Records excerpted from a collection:
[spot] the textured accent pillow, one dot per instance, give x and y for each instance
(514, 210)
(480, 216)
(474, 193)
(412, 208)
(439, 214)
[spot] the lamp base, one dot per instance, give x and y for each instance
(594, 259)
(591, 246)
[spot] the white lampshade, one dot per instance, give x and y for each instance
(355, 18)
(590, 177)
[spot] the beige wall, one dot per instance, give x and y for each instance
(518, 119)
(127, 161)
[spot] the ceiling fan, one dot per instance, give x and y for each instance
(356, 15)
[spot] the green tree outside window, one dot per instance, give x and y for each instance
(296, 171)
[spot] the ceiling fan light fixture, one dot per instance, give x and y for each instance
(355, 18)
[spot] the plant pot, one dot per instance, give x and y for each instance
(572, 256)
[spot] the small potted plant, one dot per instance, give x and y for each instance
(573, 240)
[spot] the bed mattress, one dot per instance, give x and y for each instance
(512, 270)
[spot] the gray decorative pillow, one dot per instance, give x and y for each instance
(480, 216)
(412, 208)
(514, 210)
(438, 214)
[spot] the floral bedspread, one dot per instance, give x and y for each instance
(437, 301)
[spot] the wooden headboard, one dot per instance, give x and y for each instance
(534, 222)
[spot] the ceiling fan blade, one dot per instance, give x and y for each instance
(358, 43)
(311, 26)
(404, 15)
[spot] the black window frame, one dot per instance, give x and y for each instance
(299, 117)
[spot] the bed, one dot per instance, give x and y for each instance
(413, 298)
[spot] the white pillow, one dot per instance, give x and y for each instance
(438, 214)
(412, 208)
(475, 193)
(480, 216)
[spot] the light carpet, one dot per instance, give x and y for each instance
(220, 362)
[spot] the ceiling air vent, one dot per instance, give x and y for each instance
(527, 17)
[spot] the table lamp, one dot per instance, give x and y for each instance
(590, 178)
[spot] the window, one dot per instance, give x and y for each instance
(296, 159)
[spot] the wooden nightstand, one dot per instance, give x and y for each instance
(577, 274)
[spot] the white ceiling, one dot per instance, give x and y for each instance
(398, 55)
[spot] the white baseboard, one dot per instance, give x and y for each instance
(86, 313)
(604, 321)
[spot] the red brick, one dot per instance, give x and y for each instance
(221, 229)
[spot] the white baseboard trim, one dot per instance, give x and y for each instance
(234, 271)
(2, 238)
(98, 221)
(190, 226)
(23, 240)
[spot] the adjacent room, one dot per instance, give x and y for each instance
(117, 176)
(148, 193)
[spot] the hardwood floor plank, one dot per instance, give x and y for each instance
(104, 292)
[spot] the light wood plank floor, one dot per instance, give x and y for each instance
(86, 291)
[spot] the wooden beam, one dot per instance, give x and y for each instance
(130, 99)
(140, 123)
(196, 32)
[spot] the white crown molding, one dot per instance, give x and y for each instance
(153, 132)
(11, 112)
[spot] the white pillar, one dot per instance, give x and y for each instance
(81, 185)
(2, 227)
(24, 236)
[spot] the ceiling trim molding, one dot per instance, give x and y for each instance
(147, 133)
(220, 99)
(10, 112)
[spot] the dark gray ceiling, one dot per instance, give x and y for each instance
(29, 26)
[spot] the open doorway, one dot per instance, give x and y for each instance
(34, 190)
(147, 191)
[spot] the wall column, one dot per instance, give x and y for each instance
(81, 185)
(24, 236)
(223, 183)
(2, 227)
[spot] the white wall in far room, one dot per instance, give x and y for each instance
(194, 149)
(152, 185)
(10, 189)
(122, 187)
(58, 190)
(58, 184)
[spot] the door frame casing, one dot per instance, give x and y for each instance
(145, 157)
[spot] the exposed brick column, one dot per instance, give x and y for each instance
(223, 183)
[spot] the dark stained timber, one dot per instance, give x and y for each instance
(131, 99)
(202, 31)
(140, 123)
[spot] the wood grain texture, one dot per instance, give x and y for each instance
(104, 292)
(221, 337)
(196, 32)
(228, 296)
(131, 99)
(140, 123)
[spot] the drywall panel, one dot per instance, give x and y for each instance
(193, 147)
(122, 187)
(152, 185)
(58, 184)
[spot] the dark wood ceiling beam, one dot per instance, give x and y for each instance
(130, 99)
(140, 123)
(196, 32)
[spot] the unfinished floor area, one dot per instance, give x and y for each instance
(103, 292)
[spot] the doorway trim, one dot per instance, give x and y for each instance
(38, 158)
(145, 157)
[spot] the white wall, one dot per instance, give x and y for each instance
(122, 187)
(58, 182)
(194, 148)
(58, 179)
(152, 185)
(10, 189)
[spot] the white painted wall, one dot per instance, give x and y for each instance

__About this exercise__: Every entry, from top to bottom, should be repeated word for word.

__Answer section__:
[spot] the textured accent pillow, one dot per instance, give x and y for each instance
(514, 210)
(480, 216)
(474, 193)
(412, 208)
(439, 214)
[spot] the lamp base, one dot per instance, give x and y for each instance
(594, 259)
(591, 246)
[spot] the white lampshade, one dot per instance, give x and y for each instance
(355, 18)
(590, 177)
[spot] the beige wall, one dot per instance, give x and y for each instance
(518, 119)
(127, 161)
[spot] the ceiling fan, one dot per instance, give x and y for each instance
(356, 15)
[spot] the green tree outside window, one dot per instance, give x and y for each instance
(296, 171)
[spot] the ceiling fan light fixture, one dot per instance, give x and y for each instance
(355, 18)
[spot] the plant pot, one dot per instance, give x and y for each instance
(572, 256)
[spot] the small potted plant, one dot per instance, give x and y for each instance
(573, 240)
[spot] the bed mattress, one dot per instance, give x and y for each instance
(512, 270)
[spot] the gray decorative pillow, one dot per instance, give x and y for each instance
(480, 216)
(412, 208)
(514, 210)
(438, 214)
[spot] the floral bedspread, one dot per instance, give x and y for each instance
(437, 301)
[spot] the wooden headboard, one dot per instance, give x and y for each instance
(534, 222)
[spot] the ceiling fan blade, one dot per instance, give x and y for each instance
(358, 43)
(311, 26)
(404, 15)
[spot] the black window frame, one dot per instance, give x and y for each instance
(299, 117)
[spot] the bed, one dot per instance, give x and y for each instance
(413, 298)
[spot] the white pillow, one dot per instance, give x and y for each instance
(438, 214)
(412, 208)
(475, 193)
(480, 216)
[spot] the light carpet, one dot per instance, give x and y for each instance
(220, 362)
[spot] the ceiling air vent, one dot per instance, give x and y for each instance
(527, 17)
[spot] the table lamp, one dot per instance, give x and y for each instance
(590, 178)
[spot] the window, one dot per instance, give x and y for each instance
(296, 159)
[spot] the wooden nightstand, one dot per instance, give x and y for each instance
(577, 274)
[spot] the white ceiling, one dot per instance, give x and y for each instance
(398, 55)
[spot] the white baseboard, one dot per instance, give x and y for each instance
(86, 313)
(604, 321)
[spot] the red brick, one dot per instance, give x and y for each instance
(221, 229)
[spot] the white baseboard trim, one dot per instance, give x and y for each instance
(234, 271)
(2, 238)
(98, 221)
(190, 226)
(23, 240)
[spot] the adjacent room, one dot per instance, give x and y for each instance
(117, 176)
(148, 193)
[spot] the hardwood floor plank, one dot per instance, give x and y for each instance
(104, 292)
[spot] the light wood plank floor, one dot per instance, give x and y for each instance
(86, 291)
[spot] the wooden beam, one dot per instance, give x and y for each instance
(130, 99)
(140, 123)
(196, 32)
[spot] the white crown molding, one dot per instance, give x and y for each instance
(153, 132)
(11, 112)
[spot] the white pillar, one dot per instance, give x and y for each instance
(81, 185)
(2, 227)
(24, 236)
[spot] the ceiling trim molding, one dot per instance, give x and y for each instance
(147, 133)
(220, 99)
(10, 112)
[spot] the dark gray ceiling, one dot per instance, give x and y for each instance
(29, 26)
[spot] the open doorway, one dot per instance, give x and y for each instance
(34, 190)
(147, 191)
[spot] the wall column, one dot per instance, give x and y for each instance
(81, 185)
(24, 236)
(223, 183)
(2, 227)
[spot] the white wall in far room, one dot per instance, give x and y for each instance
(194, 149)
(152, 185)
(10, 189)
(122, 187)
(58, 190)
(58, 184)
[spot] the door frame casing, one dot per instance, give x and y for each instance
(145, 157)
[spot] the exposed brick column, one dot per instance, give x and y for each instance
(223, 183)
[spot] the dark stained timber, one dot per instance, give x and y for each instance
(131, 99)
(202, 31)
(140, 123)
[spot] the wood grain texture, one dot per instance, give x and y for each instance
(104, 292)
(221, 337)
(196, 32)
(228, 296)
(131, 99)
(140, 123)
[spot] the drywall panel, one dot per instance, give x and y for each instance
(193, 147)
(122, 187)
(152, 185)
(58, 184)
[spot] the dark wood ceiling beam, one dot per instance, give x and y for each instance
(130, 99)
(140, 123)
(196, 32)
[spot] the unfinished floor area, one dot per instance, give x and y for each instance
(103, 292)
[spot] the doorway trim, one dot per instance, give x and y for each instance
(38, 158)
(145, 157)
[spot] the white wall, one dot per instance, give x and y for each instance
(122, 187)
(58, 182)
(194, 148)
(58, 179)
(152, 185)
(10, 189)
[spot] the white painted wall, one dot per instance, give x and y for each instance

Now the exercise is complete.